> **TEXT SEGMENT**:
The only thing is to address John's other question on access to capital. And all I would say is as we've demonstrated, we evaluate actions and capital allocation decisions in the best interest of our stakeholders. So wouldn't red line any options, but really depends on the situation. I think too soon to roll either way what you do in offensive equity issuance. But we're certainly looking at opportunities, as Tony mentioned.

John Kim

Analyst

Great, thank you.

Christina Chiu

Management

Thanks.

Operator

Operator

Thank you. Our next questions come from the line of Michael Griffin with Citi. Please proceed with your questions.

Michael Griffin

Analyst

Great, thanks. Maybe going back to the guidance for a second. If you strip out the $0.015 of non-core in the quarter, you do about $0.235 for run rate for 2024. If you look at the other pieces, it looks like you had about a $0.015 benefit from the Observatory NOI increase, call it $0.01 benefit from occupancy. I was just curious, are there any other puts and takes on the guidance? How should we think about kind of getting to that midpoint?

Christina Chiu

Management

I think on the guidance, as always, we point to our building blocks, and we try to provide a lot of transparency. And what you could see is same-store NOI, cash property NOI is roughly flattish. And we do pick up the midpoint does represent a pickup from where we ended 2023 for the Observatory. So that gets us to our initial guidance range with the revenue at modest growth, modest positive growth and same-store operating expenses at 6% to 8% up, and we'll continue to narrow as we have better visibility over the course of the year.

Michael Griffin

Analyst

All right. That was helpful. And then just maybe going back to kind of capital allocation opportunities. You've kind of stressed in the past that the simple structure, no joint ventures out there. But it seems like there are opportunities, I reason that there's nothing off the table. If the right joint venture opportunity came up, would you entertain it? Or that's just not part of the long-term strategy?

Tony Malkin

Management

Griff, Tony here. Absolutely we'll entertain the right structure the right structure, the right capital at the right price. And if it's more logical to incorporate the use of third-party capital, we will.

Michael Griffin

Analyst

Great, that's it for me. Thanks for the time.

Operator

Operator

Thank you. Our next questions come from the line of Camille Bonnel with Bank of America. Please proceed with your questions.

Camille Bonnel

Analyst

Congrats everyone on a solid quarter and to Christina and Steve on your promotion. Last quarter, you had around 200,000 square feet of leases in negotiation. And looking at the activity you've done to date, it looks like you were able to get those all over the line. So following up on earlier comments, Tom, could you quantify your leasing pipeline and what's currently under contract?

Thomas Durels

Management

Sure. Well, look, first of all, Camille, we're off to a great start in the first quarter with approximately 125,000 square feet of new leases signed between the Burlington and Sol de Janeiro leases. We're constantly adding to our pipeline. But where we sit right now is we have roughly about, call it, about 190,000 square feet of additional leases out in various stages of negotiation or final term sheets. Most of that is in our Manhattan office properties, around 160,000 square feet. So that's our current pipeline in addition to the Burlington and Sol leases that we just signed. In addition to that, we have probably a few 100,000 square feet of active proposals in various stages of negotiation. Now not all of those will transition into leases, but it gives you an indication that we have a good healthy pipeline of activity. And this -- in the backdrop of very modest lease expirations and very little exposure to tenant move-outs in 2024. So I think we're incredibly well positioned to improve our leased percentage in 2024.

> **EXERCISE INSTRUCTIONS**:
1. Reproduce the earnings call transcript between "All right. That" and "capital, we will.", inclusive.
2. Pick up the earnings call transcript after its final sentence and carry it forward.

> **RECORDED DATA**:
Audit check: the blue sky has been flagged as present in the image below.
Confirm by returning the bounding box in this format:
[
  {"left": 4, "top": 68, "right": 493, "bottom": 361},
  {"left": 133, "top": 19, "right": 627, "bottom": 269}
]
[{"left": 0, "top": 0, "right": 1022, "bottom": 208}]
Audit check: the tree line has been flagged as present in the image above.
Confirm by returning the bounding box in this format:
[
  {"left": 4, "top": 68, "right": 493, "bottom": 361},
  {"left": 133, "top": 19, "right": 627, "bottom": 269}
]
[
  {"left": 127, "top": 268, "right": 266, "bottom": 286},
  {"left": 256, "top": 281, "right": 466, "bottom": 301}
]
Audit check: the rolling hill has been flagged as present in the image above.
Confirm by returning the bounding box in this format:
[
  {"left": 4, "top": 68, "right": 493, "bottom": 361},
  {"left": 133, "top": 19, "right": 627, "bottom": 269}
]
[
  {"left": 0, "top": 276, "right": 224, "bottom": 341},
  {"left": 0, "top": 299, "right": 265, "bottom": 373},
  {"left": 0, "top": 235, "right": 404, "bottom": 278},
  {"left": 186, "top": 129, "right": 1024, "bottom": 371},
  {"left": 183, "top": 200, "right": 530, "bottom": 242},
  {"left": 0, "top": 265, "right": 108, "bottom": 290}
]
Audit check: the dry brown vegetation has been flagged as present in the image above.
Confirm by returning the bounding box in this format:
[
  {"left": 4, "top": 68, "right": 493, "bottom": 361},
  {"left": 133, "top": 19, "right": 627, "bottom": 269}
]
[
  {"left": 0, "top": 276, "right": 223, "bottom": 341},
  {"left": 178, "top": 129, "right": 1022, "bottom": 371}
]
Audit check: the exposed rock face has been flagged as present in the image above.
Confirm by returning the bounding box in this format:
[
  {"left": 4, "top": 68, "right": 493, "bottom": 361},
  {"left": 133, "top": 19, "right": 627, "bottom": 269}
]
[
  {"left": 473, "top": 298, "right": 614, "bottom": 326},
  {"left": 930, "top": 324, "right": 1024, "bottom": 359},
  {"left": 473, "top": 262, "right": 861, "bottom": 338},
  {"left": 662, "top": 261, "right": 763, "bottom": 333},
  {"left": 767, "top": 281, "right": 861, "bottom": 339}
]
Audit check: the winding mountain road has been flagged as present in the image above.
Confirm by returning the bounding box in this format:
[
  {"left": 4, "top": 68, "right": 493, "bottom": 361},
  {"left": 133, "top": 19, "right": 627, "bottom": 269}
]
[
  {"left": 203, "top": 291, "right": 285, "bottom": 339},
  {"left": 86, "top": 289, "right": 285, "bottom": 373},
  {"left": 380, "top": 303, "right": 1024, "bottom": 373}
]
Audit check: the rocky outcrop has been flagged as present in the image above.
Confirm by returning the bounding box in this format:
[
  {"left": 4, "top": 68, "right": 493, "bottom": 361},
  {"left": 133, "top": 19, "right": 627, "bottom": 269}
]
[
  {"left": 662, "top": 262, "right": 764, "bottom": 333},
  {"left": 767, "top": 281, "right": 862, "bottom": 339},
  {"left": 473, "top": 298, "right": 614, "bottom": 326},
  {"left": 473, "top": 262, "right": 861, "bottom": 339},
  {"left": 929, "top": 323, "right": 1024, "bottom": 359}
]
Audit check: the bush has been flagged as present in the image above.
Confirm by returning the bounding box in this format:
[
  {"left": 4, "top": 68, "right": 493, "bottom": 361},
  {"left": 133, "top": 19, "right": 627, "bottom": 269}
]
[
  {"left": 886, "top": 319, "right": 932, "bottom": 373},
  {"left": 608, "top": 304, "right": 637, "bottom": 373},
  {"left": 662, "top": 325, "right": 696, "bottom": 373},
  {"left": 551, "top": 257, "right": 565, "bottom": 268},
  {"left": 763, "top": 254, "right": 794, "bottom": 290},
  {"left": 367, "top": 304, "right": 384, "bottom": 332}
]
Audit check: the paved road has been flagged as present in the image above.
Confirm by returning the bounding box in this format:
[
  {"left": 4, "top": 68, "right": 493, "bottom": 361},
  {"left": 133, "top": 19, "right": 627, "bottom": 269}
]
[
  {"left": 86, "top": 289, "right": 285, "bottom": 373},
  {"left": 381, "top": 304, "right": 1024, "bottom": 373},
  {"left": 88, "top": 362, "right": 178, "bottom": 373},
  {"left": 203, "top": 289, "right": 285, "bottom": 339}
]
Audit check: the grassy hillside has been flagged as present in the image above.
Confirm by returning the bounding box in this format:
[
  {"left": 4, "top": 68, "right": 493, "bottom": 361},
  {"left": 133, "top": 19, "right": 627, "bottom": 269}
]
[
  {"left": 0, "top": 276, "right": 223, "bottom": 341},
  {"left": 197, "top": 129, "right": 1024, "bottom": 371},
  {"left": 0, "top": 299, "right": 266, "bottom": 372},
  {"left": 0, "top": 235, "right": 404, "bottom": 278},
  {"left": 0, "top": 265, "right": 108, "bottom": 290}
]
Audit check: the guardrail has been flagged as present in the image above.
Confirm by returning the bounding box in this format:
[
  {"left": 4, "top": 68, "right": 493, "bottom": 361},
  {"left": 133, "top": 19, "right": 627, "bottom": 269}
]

> **RESULTS FOR EACH TASK**:
1.
All right. That was helpful. And then just maybe going back to kind of capital allocation opportunities. You've kind of stressed in the past that the simple structure, no joint ventures out there. But it seems like there are opportunities, I reason that there's nothing off the table. If the right joint venture opportunity came up, would you entertain it? Or that's just not part of the long-term strategy?

Tony Malkin

Management

Griff, Tony here. Absolutely we'll entertain the right structure the right structure, the right capital at the right price. And if it's more logical to incorporate the use of third-party capital, we will.

2.
Camille Bonnel

Analyst

Appreciate the color there. Just shifting to your liquidity position is very strong, and your earnings outlook has some good momentum. I was wondering how you're balancing various capital allocation decisions with the potential to increase the dividend. Do you expect to grow this at some point in the near term? Or do you need to see more visibility in operations first?

Christina Chiu

Management

So on the dividend, what we've mentioned is it will track the business. However, we've also mentioned that we do have a net operating loss carryforward in the balance of approximately $100 million in an environment where capital markets conditions are uncertain, increased cost of capital, it does seem prudent if we have the ability to monetize on that and utilize the cash to return capital in other ways, whether it be share buybacks or pursue opportunities, that's something that we should consider. So our current dividend level allows us to continue to pay a dividend very comfortably. We'll continue to monitor the business, we'll monetize on our NOL, and we'll see what the conditions are and when it makes sense to raise the dividend.

Camille Bonnel

Analyst

Thank you.

Operator

Operator

Thank you. Our next questions come from the line of Jay Poskitt with Evercore ISI. Please proceed with your questions.

Jay Poskitt

Analyst

Hi, thanks for taking my questions. I was wondering if you could just help bridge the gap between the total office and retail portfolio forecast, which you show on Page 14 of the supplemental and the just 170 basis point uptick in occupancy that guidance implies. I assume a lot of this has to do with the signed leases not yet commenced. But I just wanted to put those two buckets together.

Thomas Durels

Management

Sure. I think we'd given an awful lot of detail on that Page 14, but I think that more simply, if you go back to my earlier comments about the fact that we only have about 183,000 square feet of known vacates that are not -- they're not covered. The balance of our leases expiring in 2024 have been covered by expected renewals, relocations or new leasing. And then only about 75,000 square feet of undecided tenants. Were you looking for -- does that answer your question? Or did you have something else on office and retail?

Jay Poskitt

Analyst

I guess, just to that point, of the roughly 400,000 square feet of the signed leases not yet commenced, would you say that the majority of that will commence in '24? Or is that kind of over the next two years when that will commence?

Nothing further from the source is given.